That is how CONTACT is usually made, when we are SEMI-AWAKE, or
SEMI-ASLEEP, depending on if you wish to say it one way or the
other way. When contact is made between ASTRAL ENTITIES and human
beings here, while dreaming off of the Purgatory; as long as it never
goes beyond the acceptable and very heavily Milituforce
governed semi-awake contact, or as Morianity calls it, 'acceptable
contact'; no persecution or harassment
is received as a result, by the contactee, from the Milituforce
system. However, in my case, a much more direct contact had
happened in many numerous times in my past, and thus, whenever
I have any major interactions or contact, I GET HARASSED, or
you can use the expression given in 1988, on a New york City
television station, with a very wonderful and truthful documentary
that they had on one day, where two very
secret agents were revealing that indeed, this
is something that DOES HAPPEN, when it is 'UNACCEPTABLE CONTACT',
and I speak of Agent Condor and
Agent Falcon. Their exact words,
if memory serves me at all well, after more than thirty years since I
saw the show, directed at some folks who had taken pictures of some
UFO craft crash site, and after their camera
was confiscated by the milituforce, “If
you ever open up your mouth about this, we won't give you a
moment's peace for the rest of your
lives”.
If you don't believe me, contact the mother fucking television
station in NYC, WPIX, and verify it, IF YOU
STILL CAN!!!!!!!!!
Now
we have talked about my purchase of a
machine called the PRIVECODE,
invented by a company called the International
Mobile Machines, Incorporated, which later on became the
Inter-digital Corporation. I saw their magazine ad in a
waiting room at a dental office in Philadelphia, and when I got back
to my apartment at 1802 Robin Hill, I ordered it from them, and it
arrived some time in early or middle December, if I am at all
correct; right around the very same time that I had met three beyond
weird human beings, at a place called Warwick
Auto Sales, in Magnolia, New Jersey, owned by a private
airplane owner by the name of Mister Everett Simpson. In that
place, I also came to meet the other two nut jobs, Mister Herby
Letts, and Mister George Belton.
All things fit together in huge major ways that we do not need be
concerned about for right now, kind folks. But
I promise not just the great queen of Buttercheese,
oh great Mister Microsoft Spellchecker, but all of my
wonderful and awesome blogaudians, that I absolutely will get into a
fully elaborated and elucidated explanation to all of the things that
perfectly fit together, as the blogs keep coming. You are all totally
clueless right now just how really and truly beyond fucking powerful
all of this shit honestly is, and you can laugh at me and scoff all
you want to, because before I leave this goddamn fucking world folks,
IPY that I will make believers out of most of you, whether you wish
to believe all of this or naut, Mizz
1983 AT&T Astroblake!!!!!!!!!!!!!

DIRECTIONS:
A. Who are the people the blog excerpt says the writer met at Warwick Auto Sales? List all of them.
B. Answer these questions from the blog excerpt:
(i) In what year was the television documentary with the two secret agents shown?
(ii) Where did the writer see the magazine ad for the PRIVECODE?
(iii) What did International Mobile Machines, Incorporated later become?

STORED DATA:
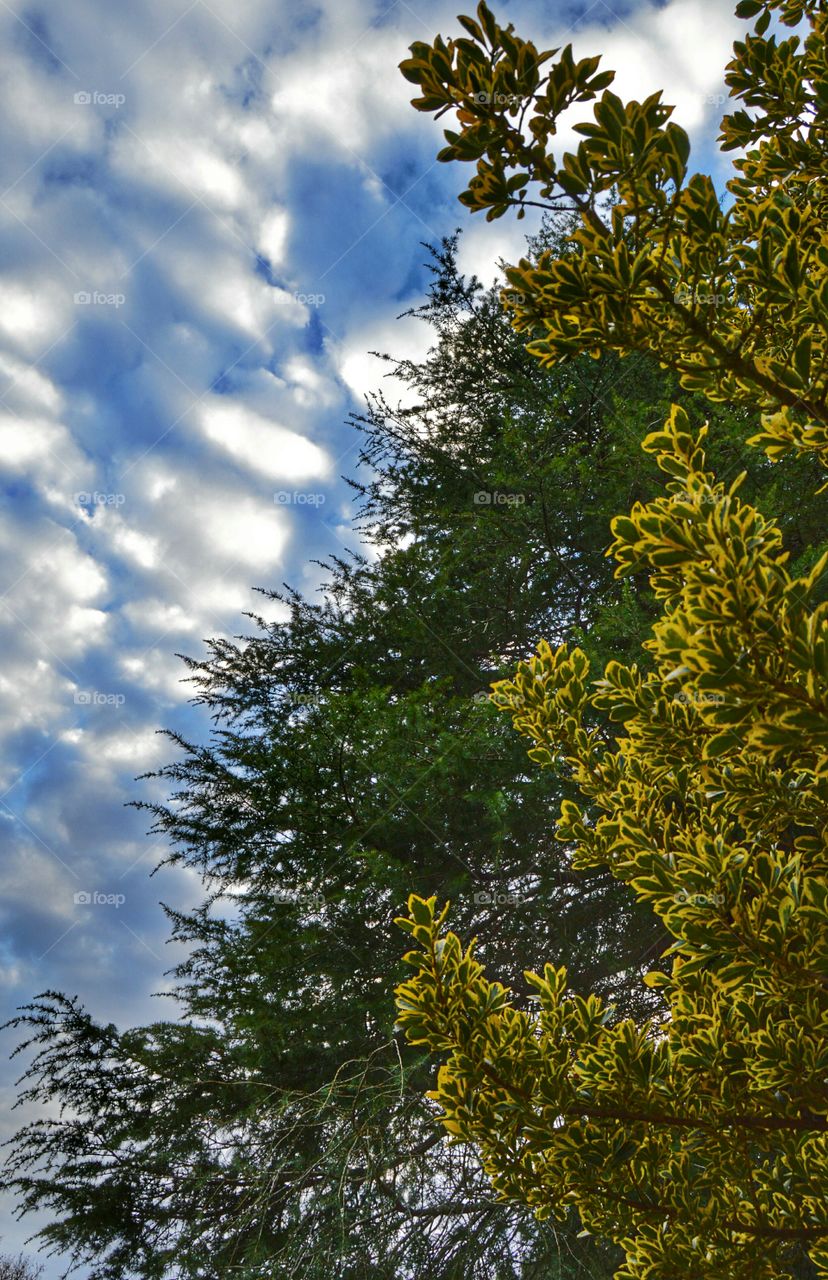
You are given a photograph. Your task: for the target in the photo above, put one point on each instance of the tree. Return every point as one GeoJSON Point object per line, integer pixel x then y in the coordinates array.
{"type": "Point", "coordinates": [18, 1269]}
{"type": "Point", "coordinates": [275, 1127]}
{"type": "Point", "coordinates": [353, 760]}
{"type": "Point", "coordinates": [732, 298]}
{"type": "Point", "coordinates": [695, 1139]}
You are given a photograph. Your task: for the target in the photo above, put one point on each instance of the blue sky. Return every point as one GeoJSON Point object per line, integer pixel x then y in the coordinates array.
{"type": "Point", "coordinates": [210, 214]}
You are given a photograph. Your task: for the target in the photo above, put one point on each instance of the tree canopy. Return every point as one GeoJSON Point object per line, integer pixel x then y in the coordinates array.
{"type": "Point", "coordinates": [695, 1139]}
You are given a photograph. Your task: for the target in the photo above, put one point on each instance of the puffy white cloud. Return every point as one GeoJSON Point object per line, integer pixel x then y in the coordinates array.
{"type": "Point", "coordinates": [261, 444]}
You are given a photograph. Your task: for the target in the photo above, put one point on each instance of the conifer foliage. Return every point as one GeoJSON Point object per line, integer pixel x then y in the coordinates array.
{"type": "Point", "coordinates": [696, 1139]}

EXERCISE RESULTS:
A. Everett Simpson, Herby Letts, George Belton

B.
(i) 1988
(ii) In a waiting room at a dental office in Philadelphia
(iii) The Inter-digital Corporation